EXERCISE MATERIALS
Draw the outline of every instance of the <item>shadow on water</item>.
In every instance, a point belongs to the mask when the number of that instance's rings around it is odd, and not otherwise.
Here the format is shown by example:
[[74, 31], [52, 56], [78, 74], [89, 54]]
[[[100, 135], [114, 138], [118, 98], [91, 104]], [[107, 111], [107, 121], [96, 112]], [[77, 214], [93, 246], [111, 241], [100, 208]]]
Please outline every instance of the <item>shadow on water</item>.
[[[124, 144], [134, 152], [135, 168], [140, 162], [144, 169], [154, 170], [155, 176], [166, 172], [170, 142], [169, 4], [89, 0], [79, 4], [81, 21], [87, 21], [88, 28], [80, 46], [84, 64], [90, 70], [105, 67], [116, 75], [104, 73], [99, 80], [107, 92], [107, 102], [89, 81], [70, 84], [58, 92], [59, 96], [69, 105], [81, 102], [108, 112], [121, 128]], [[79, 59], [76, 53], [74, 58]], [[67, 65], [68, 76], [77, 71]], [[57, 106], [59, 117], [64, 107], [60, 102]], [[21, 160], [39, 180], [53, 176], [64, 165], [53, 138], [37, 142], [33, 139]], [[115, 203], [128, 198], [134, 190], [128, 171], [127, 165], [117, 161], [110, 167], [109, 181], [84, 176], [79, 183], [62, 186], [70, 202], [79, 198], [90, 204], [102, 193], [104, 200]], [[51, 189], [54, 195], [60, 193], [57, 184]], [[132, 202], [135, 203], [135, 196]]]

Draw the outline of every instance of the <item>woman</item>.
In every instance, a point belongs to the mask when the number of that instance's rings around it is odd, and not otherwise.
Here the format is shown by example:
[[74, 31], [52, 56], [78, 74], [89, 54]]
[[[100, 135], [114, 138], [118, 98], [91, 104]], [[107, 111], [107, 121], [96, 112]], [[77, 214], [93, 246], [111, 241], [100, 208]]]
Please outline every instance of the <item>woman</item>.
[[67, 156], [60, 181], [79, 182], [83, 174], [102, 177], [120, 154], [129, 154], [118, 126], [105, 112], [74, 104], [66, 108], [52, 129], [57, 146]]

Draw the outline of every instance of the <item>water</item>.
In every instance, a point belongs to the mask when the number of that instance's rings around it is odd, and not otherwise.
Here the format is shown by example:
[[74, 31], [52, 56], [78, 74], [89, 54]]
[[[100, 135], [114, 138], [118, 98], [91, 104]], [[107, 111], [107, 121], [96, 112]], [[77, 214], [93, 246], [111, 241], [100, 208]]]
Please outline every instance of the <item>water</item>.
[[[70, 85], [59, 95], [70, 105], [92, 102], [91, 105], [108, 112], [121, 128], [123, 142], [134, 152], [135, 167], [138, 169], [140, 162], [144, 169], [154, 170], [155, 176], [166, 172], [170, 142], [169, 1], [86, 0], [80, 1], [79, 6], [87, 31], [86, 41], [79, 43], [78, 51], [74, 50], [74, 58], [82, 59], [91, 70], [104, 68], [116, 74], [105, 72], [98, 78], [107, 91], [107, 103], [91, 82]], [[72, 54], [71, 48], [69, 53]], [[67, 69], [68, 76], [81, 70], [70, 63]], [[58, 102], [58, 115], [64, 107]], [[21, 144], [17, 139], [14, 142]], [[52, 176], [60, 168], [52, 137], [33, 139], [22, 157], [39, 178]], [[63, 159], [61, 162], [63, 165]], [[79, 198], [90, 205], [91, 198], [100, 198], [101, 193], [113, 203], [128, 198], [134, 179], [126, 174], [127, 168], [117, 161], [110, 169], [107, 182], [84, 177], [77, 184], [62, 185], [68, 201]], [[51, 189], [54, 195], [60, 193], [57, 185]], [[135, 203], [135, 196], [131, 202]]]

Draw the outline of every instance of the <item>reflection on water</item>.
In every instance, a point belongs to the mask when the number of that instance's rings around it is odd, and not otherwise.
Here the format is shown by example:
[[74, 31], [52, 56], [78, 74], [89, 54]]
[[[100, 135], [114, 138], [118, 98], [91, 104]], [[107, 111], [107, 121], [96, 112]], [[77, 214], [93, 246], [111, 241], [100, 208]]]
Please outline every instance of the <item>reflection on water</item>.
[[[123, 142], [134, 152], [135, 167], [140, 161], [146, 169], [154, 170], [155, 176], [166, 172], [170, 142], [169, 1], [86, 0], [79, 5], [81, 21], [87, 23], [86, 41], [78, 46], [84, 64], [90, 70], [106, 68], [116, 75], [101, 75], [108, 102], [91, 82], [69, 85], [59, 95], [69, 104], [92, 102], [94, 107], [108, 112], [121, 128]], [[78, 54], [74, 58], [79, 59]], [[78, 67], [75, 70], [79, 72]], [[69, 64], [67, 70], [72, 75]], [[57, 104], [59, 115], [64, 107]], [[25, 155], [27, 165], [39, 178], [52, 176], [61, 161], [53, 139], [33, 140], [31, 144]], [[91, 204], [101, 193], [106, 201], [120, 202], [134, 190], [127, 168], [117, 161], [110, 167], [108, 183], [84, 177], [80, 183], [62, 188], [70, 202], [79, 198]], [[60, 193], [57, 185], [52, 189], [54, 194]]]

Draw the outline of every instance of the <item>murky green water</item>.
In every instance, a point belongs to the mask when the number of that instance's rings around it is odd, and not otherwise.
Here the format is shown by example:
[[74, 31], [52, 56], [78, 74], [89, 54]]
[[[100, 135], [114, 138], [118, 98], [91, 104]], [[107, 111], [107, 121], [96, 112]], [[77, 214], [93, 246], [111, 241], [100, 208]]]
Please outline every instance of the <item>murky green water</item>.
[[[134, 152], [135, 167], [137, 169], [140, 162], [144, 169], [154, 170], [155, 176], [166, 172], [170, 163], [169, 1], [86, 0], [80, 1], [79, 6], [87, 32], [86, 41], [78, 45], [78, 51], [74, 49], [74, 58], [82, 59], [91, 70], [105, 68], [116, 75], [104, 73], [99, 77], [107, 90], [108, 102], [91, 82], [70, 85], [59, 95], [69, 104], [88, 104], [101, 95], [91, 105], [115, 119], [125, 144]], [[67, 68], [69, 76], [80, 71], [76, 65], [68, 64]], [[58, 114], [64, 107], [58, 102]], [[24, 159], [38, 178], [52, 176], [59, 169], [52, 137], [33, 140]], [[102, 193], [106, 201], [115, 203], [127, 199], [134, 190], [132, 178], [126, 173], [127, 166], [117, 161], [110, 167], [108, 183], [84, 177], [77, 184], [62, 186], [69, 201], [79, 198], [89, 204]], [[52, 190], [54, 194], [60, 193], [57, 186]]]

WORK TO BE COMPLETED
Copy all of the data above line for line, keeping every character unchanged.

THE ANSWER
Draw the outline of every instance of the <item>shadow on water</item>.
In every instance, a point belongs to the mask when the number of that instance's rings around it is odd, and not otherwise.
Here the format is shown by example:
[[74, 31], [52, 56], [78, 74], [89, 54]]
[[[100, 135], [114, 138], [118, 98], [91, 104]], [[107, 111], [107, 121], [96, 112]], [[77, 214], [93, 246], [111, 241], [100, 208]]]
Please outline every instance of the <item>shadow on water</item>.
[[[124, 144], [134, 152], [135, 168], [140, 162], [144, 169], [154, 170], [155, 176], [166, 172], [170, 142], [169, 4], [89, 0], [79, 4], [81, 21], [87, 21], [88, 28], [80, 46], [84, 64], [90, 70], [105, 67], [116, 75], [104, 73], [99, 80], [107, 92], [107, 102], [89, 81], [70, 84], [58, 92], [59, 96], [69, 105], [81, 102], [108, 112], [121, 128]], [[79, 59], [76, 53], [74, 58]], [[67, 65], [68, 76], [77, 71]], [[57, 106], [59, 117], [64, 107], [60, 102]], [[21, 160], [39, 180], [53, 176], [64, 165], [53, 138], [37, 142], [33, 139]], [[115, 203], [128, 198], [134, 190], [128, 171], [127, 165], [117, 161], [110, 167], [109, 181], [84, 176], [79, 183], [62, 186], [70, 202], [79, 198], [90, 204], [102, 193], [104, 200]], [[51, 189], [54, 195], [60, 193], [57, 184]], [[132, 202], [135, 203], [135, 196]]]

Draw the outline of every instance of the <item>woman</item>.
In every instance, a point belongs to the mask when the number of that instance's rings around it is odd, and not otherwise.
Here the format is shown by example:
[[74, 31], [52, 56], [78, 74], [89, 54]]
[[[100, 135], [114, 138], [118, 98], [91, 104]], [[107, 111], [107, 121], [96, 112]], [[77, 214], [93, 246], [111, 241], [100, 208]]]
Please outline every instance of the <item>woman</item>.
[[67, 156], [60, 181], [79, 182], [83, 174], [102, 177], [120, 154], [129, 154], [118, 126], [105, 112], [74, 104], [66, 108], [52, 129], [57, 146]]

Draw the outline of every instance of the <item>water</item>.
In every instance, a point belongs to the mask when the number of that instance's rings around it is odd, and not otherwise.
Here the format is shown by example:
[[74, 31], [52, 56], [78, 74], [89, 54]]
[[[100, 135], [114, 138], [118, 98], [91, 104]], [[107, 111], [107, 121], [96, 112]], [[77, 214], [93, 246], [111, 241], [100, 208]]]
Please outline every instance of the <item>water</item>.
[[[70, 85], [59, 95], [70, 105], [92, 102], [91, 105], [108, 112], [121, 128], [123, 142], [134, 152], [135, 167], [138, 169], [140, 162], [144, 169], [154, 170], [155, 176], [166, 172], [170, 142], [169, 1], [86, 0], [80, 1], [79, 6], [87, 31], [86, 41], [79, 43], [78, 51], [74, 50], [74, 58], [82, 59], [91, 70], [104, 68], [116, 74], [105, 72], [98, 78], [107, 91], [107, 103], [91, 82]], [[72, 54], [71, 48], [69, 53]], [[67, 69], [68, 76], [81, 70], [70, 63]], [[58, 102], [58, 115], [64, 107]], [[21, 144], [17, 139], [14, 142]], [[52, 176], [60, 168], [52, 137], [33, 139], [22, 157], [39, 178]], [[63, 159], [61, 162], [63, 165]], [[79, 198], [90, 205], [91, 198], [100, 198], [101, 193], [113, 203], [128, 198], [134, 179], [126, 174], [127, 168], [117, 161], [110, 169], [107, 182], [84, 177], [77, 184], [62, 185], [68, 201]], [[51, 189], [54, 195], [60, 193], [57, 185]], [[135, 203], [135, 196], [131, 202]]]

Draw the outline of every instance of the <item>reflection on water</item>.
In every instance, a point belongs to the mask when the number of that instance's rings around it is odd, and not otherwise.
Here the format is shown by example:
[[74, 31], [52, 56], [78, 74], [89, 54]]
[[[100, 135], [114, 138], [118, 98], [91, 104]], [[107, 111], [107, 121], [96, 112]], [[77, 214], [93, 246], [111, 241], [100, 208]]]
Please outline every instance of the <item>reflection on water</item>.
[[[123, 142], [134, 152], [135, 167], [140, 161], [146, 169], [154, 170], [155, 176], [166, 172], [170, 142], [169, 1], [86, 0], [79, 5], [81, 21], [87, 23], [86, 41], [78, 46], [84, 64], [90, 70], [106, 68], [116, 75], [101, 75], [108, 102], [91, 82], [69, 85], [59, 95], [69, 104], [92, 102], [94, 107], [108, 112], [121, 128]], [[78, 54], [74, 58], [79, 59]], [[78, 67], [75, 70], [79, 72]], [[69, 64], [67, 70], [72, 75]], [[57, 104], [59, 115], [64, 107]], [[25, 155], [27, 165], [39, 178], [52, 176], [61, 161], [53, 139], [33, 140], [31, 144]], [[91, 204], [101, 193], [106, 201], [120, 202], [134, 190], [127, 168], [117, 161], [110, 167], [108, 183], [84, 177], [80, 183], [62, 188], [70, 202], [79, 198]], [[60, 193], [57, 185], [52, 189], [54, 194]]]

Draw the outline of every instance of the <item>murky green water</item>.
In every instance, a point belongs to the mask when the number of that instance's rings around it is odd, and not otherwise.
Here the format is shown by example:
[[74, 31], [52, 56], [78, 74], [89, 54]]
[[[100, 135], [114, 138], [118, 98], [91, 104]], [[107, 111], [107, 121], [96, 112]], [[77, 214], [93, 246], [111, 241], [100, 208]]]
Please outline every instance of the <item>murky green water</item>.
[[[134, 152], [135, 167], [137, 169], [140, 162], [144, 169], [154, 170], [155, 176], [166, 172], [170, 163], [169, 1], [86, 0], [80, 1], [79, 6], [87, 32], [86, 41], [78, 45], [78, 51], [74, 49], [74, 58], [82, 59], [91, 70], [105, 68], [116, 75], [104, 73], [99, 77], [107, 90], [108, 102], [91, 82], [70, 85], [59, 95], [69, 104], [88, 104], [101, 95], [91, 105], [115, 119], [125, 144]], [[67, 68], [69, 76], [80, 71], [76, 65], [68, 64]], [[58, 114], [64, 107], [58, 102]], [[24, 159], [38, 178], [52, 176], [59, 169], [52, 137], [33, 140]], [[102, 193], [106, 201], [115, 203], [127, 199], [134, 190], [132, 178], [126, 173], [127, 166], [117, 161], [110, 167], [108, 183], [84, 177], [77, 184], [62, 186], [69, 201], [79, 198], [89, 204]], [[52, 190], [54, 194], [60, 193], [57, 186]]]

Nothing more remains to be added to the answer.